**所示文段**
::::::::
来源:文艺报 | 杨秀廷(苗族)  2017年11月06日08:42

那是30多年前一段汗水浸泡的日子,乡村、土地和亲人馈赠我的爱与哀愁,经由岁月的窖藏,已沉淀为我生命里无法析出的盐质。

荷锄的母亲又一次从田塍上走来,她疲惫单薄的身姿在烈日下像一道游移的幻影,随着弯曲起伏的小路忽隐忽现。恶辣的阳光,泼蛮地横扫着天地间的一切,我看到空气里的浮尘在旋转、飞舞,随风扬起又落下,我便开始担心母亲随时会被酷烈的热浪蒸发掉。少年时这份莫名的惊悸,一直横亘在我的回忆里。岁月越久远,那个场景愈加清晰。

稻田里,半个月前还是浓绿簇拥的那道景色,不断发生难以抵抗的绿色遁逃。越来越多的稻叶被阳光和空气过度稀释掉肌体里的汁液,有的已经卷曲起来,耷拉着,颓然露出惶惑的色泽。
::::::::
数据文件的一部分:
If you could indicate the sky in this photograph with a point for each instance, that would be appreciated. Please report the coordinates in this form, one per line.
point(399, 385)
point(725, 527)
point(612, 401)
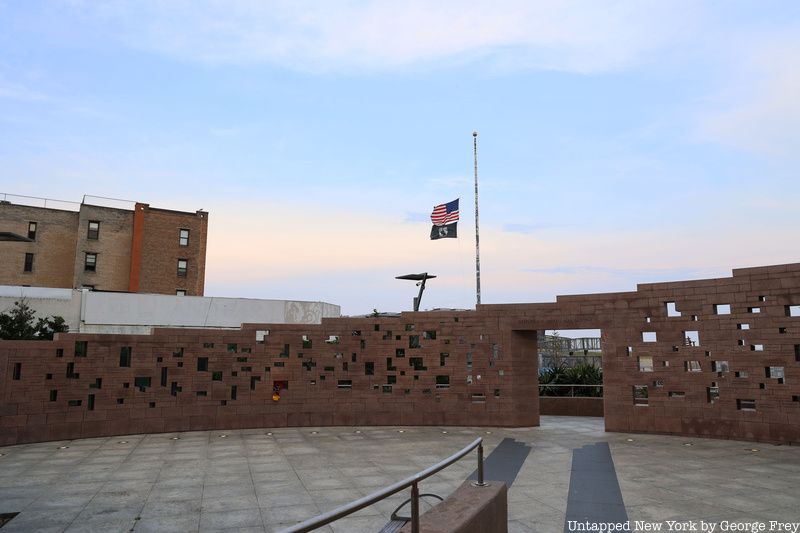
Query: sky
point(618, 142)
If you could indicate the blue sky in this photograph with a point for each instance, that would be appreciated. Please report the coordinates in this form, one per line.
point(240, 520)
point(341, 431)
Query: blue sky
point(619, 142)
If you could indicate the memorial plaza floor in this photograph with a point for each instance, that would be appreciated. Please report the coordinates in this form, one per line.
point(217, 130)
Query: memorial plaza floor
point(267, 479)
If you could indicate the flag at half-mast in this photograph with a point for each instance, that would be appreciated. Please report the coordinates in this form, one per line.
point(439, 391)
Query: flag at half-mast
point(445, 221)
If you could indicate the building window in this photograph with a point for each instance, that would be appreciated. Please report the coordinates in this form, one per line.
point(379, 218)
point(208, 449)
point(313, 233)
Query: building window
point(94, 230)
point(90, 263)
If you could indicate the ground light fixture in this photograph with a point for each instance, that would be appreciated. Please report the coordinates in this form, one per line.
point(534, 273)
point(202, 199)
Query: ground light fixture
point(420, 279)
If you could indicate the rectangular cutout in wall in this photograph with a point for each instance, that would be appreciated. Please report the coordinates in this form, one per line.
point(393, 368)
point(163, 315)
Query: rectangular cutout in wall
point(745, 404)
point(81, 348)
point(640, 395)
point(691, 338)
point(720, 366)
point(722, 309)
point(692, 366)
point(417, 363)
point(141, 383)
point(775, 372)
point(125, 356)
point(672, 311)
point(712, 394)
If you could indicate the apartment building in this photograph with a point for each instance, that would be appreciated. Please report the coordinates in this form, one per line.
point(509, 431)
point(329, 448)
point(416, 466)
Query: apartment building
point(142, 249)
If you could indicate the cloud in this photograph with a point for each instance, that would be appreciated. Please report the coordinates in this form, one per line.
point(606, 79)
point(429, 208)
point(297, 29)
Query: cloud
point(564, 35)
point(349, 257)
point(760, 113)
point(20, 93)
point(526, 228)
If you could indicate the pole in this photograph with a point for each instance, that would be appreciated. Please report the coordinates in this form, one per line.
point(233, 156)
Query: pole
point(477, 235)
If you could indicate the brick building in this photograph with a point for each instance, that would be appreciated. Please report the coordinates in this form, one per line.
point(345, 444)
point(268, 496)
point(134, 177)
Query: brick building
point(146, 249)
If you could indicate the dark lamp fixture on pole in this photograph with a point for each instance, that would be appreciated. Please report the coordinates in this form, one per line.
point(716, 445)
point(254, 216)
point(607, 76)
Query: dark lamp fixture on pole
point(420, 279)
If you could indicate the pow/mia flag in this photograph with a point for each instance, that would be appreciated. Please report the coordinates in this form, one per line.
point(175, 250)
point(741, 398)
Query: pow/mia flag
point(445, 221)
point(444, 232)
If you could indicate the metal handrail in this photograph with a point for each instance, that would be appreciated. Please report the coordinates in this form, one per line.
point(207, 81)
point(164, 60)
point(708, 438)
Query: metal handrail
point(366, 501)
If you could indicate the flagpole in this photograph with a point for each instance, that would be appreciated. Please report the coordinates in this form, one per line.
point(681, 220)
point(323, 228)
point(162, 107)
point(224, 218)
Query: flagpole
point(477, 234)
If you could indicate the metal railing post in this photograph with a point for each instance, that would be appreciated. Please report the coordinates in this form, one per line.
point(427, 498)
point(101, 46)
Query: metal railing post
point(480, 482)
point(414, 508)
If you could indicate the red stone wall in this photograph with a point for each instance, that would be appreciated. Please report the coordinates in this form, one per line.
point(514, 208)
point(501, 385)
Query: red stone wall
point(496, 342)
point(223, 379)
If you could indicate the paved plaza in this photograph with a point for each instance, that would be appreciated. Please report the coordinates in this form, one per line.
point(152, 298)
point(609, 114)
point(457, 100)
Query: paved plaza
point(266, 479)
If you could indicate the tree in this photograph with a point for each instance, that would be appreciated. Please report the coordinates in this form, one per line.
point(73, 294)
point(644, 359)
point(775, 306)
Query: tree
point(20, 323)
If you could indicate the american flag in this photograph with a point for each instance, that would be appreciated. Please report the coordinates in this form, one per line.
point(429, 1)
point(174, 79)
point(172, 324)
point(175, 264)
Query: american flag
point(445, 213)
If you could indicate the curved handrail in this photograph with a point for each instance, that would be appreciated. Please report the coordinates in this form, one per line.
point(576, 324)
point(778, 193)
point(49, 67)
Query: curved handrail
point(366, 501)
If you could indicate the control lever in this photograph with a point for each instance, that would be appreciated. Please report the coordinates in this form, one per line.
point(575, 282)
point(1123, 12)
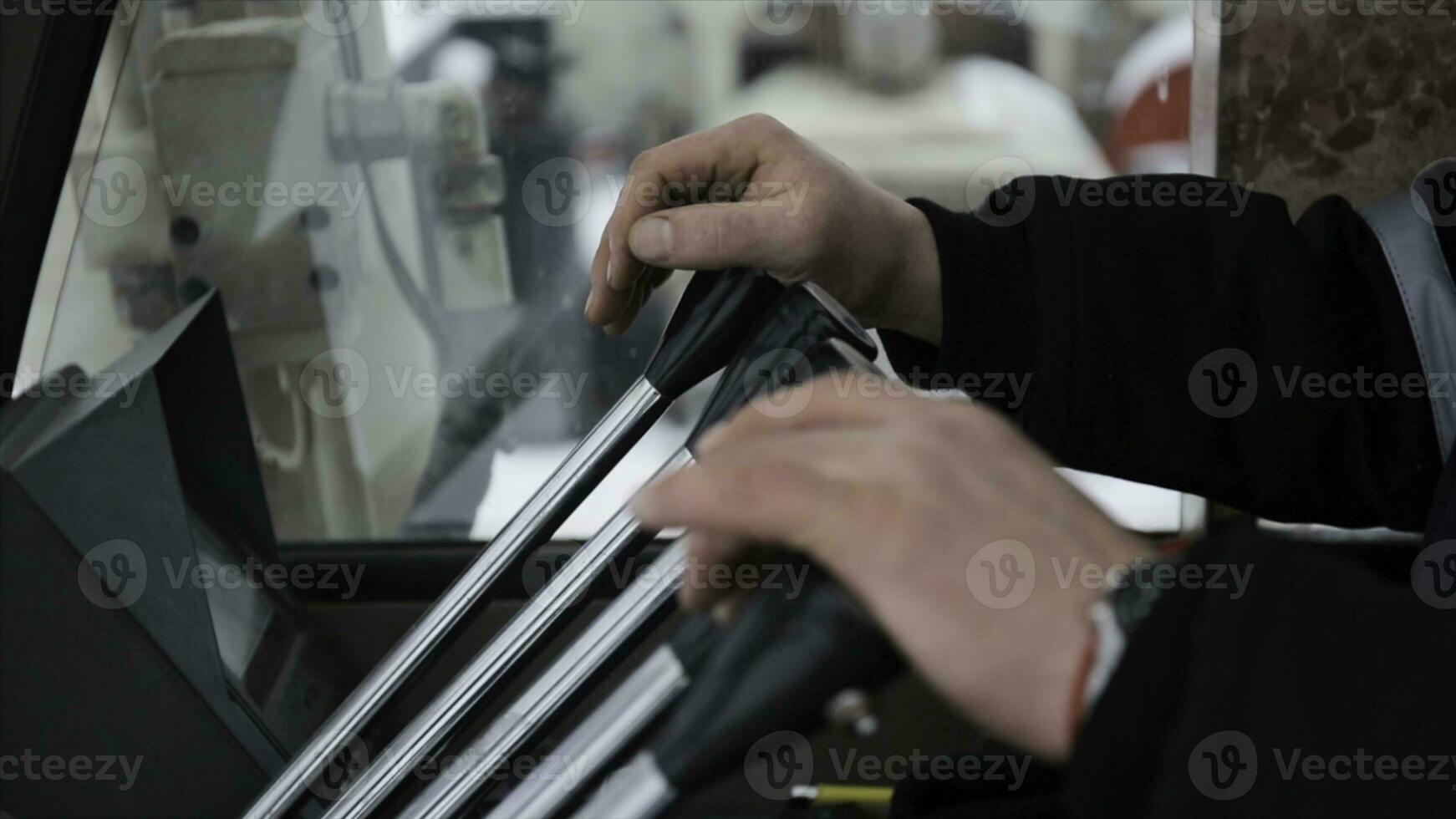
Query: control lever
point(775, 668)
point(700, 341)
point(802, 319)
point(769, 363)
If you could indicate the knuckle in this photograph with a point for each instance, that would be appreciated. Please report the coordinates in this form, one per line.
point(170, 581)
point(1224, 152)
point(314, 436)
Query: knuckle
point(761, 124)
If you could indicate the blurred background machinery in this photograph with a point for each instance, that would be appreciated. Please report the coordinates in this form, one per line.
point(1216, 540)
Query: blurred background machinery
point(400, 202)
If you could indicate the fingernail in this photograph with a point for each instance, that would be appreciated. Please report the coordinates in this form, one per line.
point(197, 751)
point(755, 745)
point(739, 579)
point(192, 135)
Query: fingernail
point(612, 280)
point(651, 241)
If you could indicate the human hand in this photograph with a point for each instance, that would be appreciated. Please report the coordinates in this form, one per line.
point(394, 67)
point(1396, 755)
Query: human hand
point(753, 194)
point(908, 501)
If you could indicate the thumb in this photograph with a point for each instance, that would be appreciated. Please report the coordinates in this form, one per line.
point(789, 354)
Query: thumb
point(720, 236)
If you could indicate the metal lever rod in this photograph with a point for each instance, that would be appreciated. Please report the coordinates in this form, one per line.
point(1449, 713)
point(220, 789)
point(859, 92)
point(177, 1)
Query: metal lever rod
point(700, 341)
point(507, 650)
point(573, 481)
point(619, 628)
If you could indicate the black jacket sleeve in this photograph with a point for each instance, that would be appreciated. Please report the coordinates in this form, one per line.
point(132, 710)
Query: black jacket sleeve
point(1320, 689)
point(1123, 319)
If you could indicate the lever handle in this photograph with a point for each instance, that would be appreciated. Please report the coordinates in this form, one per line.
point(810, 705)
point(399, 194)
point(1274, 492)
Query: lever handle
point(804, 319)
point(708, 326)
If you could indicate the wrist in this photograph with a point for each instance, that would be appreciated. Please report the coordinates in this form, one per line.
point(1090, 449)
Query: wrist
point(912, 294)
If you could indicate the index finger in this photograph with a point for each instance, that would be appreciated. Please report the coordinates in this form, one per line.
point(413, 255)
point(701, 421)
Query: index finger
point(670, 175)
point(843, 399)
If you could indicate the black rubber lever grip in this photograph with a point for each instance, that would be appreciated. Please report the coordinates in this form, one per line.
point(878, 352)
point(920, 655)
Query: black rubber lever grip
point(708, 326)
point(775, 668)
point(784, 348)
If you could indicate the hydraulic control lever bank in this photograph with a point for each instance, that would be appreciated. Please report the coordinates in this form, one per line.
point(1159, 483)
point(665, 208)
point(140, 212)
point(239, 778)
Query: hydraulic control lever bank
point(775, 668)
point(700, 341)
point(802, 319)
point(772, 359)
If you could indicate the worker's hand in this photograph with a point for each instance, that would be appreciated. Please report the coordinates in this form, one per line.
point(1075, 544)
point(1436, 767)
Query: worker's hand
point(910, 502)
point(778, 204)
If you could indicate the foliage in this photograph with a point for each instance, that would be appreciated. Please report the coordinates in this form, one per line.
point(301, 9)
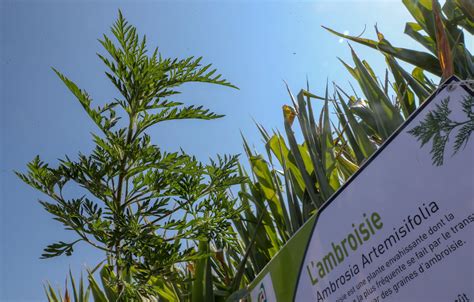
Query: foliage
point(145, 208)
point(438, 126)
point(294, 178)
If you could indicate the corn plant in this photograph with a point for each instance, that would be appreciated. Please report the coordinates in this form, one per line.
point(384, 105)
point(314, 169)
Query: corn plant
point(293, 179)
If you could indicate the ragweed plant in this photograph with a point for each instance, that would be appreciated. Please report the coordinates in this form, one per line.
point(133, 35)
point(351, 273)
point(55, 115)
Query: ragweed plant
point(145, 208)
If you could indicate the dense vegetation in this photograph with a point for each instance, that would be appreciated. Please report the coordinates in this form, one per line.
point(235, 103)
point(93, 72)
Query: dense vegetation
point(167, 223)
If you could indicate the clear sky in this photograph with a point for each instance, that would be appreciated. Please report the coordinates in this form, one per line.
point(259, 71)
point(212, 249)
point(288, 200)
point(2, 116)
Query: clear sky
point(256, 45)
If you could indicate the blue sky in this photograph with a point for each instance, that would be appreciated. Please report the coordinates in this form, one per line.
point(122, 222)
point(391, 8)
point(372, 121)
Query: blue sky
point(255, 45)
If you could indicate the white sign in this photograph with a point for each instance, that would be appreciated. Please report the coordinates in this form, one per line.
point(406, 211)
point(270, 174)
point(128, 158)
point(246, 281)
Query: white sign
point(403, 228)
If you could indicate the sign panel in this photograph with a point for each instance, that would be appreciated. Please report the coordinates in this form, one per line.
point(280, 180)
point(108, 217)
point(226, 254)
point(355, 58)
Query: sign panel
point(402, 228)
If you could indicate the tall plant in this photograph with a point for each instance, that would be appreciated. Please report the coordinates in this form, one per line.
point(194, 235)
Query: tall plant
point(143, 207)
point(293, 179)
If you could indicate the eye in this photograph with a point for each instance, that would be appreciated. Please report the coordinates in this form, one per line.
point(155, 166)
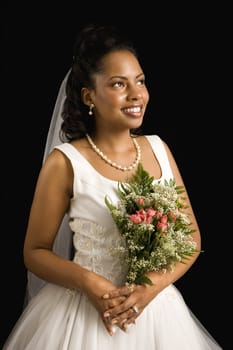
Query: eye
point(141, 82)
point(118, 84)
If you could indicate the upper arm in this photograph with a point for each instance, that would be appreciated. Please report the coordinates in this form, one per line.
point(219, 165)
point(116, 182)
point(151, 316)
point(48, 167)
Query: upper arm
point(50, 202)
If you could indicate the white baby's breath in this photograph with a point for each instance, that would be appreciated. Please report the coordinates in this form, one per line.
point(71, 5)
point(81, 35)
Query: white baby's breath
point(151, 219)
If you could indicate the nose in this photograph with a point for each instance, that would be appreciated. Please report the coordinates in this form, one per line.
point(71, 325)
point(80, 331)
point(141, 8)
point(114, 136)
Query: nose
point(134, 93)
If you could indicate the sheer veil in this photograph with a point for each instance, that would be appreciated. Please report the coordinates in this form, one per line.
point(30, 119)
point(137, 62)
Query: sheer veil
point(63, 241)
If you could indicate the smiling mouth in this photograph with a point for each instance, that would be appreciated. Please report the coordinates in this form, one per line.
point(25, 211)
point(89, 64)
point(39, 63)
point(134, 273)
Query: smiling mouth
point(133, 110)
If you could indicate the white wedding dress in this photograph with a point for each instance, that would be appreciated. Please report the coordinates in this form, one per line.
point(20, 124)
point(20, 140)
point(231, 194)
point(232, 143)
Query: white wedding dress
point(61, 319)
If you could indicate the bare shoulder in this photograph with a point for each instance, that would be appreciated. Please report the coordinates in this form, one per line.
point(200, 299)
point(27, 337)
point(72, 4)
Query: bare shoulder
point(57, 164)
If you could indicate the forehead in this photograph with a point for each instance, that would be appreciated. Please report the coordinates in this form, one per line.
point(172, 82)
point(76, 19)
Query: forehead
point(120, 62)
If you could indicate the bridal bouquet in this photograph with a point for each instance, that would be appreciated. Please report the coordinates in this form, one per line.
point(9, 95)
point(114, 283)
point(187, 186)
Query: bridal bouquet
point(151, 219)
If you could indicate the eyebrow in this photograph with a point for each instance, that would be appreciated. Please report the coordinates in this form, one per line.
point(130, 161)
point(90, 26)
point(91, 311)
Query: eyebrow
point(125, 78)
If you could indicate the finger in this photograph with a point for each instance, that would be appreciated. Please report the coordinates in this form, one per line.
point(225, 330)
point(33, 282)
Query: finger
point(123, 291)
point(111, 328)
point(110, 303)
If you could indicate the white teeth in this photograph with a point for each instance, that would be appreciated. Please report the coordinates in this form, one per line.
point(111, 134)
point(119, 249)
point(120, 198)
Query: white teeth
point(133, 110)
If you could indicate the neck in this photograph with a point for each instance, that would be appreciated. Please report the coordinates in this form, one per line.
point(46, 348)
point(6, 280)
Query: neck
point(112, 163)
::::::::
**任务说明**
1. 在这篇乡村回忆散文中,文中的“我”少年时担心母亲在烈日下会怎样?
2. 从末句之后接着写下去,续写这篇乡村回忆散文。

**最终答案**
1. 担心母亲随时会被酷烈的热浪蒸发掉。

2.
燥热的风在山谷中盘桓着,拂动母亲稀疏的头发,也吹痛了我们焦灼的心事。母亲拄着锄头,失落地查看开始出现裂缝的稻田和无精打采的稻禾,深陷的眼睛里溢出了泪水。我默默地望着辛劳而愁苦的母亲,空落的心里像被什么挤压着,沉甸甸的。

“热呀!热呀!”在植物世界一片沉默的无奈中,知了心慌地叫唤,一下一下地,把庄稼人的心揪得紧紧的。

已经连续20多天没下雨了,稻田里的水一天一天地干下去。

那天下午,我和母亲把稻田里仅剩的已经露出脊背的十几尾鲤鱼捉了。我们已经说好借家族里一个婶娘家在寨边的那口小塘放养这些鱼,等到过年时由两家人平分。我提着小木桶去找来清水给盛在大木桶里的那些鱼“换水”,回来时却见母亲坐在田埂上哭。母亲的两只脚上还裹着厚厚的田泥。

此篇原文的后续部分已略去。